→ GIVEN REQUEST:
Write out, unchanged, the lines of the listing below from the line containing "home shown above." through the line containing "x=659, y=364", including both of those lines.

→ RECORDS TO PROCESS:
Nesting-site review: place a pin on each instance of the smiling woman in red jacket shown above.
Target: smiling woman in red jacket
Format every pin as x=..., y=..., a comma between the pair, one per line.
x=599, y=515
==
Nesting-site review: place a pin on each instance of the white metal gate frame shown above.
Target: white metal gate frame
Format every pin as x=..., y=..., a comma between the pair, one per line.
* * *
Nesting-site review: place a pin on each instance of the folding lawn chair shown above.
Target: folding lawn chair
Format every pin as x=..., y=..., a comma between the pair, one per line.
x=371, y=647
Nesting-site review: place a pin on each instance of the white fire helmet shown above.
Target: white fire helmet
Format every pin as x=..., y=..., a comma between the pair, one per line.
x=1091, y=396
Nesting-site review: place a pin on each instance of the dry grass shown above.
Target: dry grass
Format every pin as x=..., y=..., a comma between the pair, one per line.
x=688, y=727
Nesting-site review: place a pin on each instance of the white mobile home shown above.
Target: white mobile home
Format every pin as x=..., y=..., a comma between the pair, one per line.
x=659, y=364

→ ANSWER:
Nesting-site review: place a pin on each instance of the white mobile home shown above.
Target: white mobile home
Format every pin as x=..., y=..., a comma between the pair, one per line.
x=659, y=364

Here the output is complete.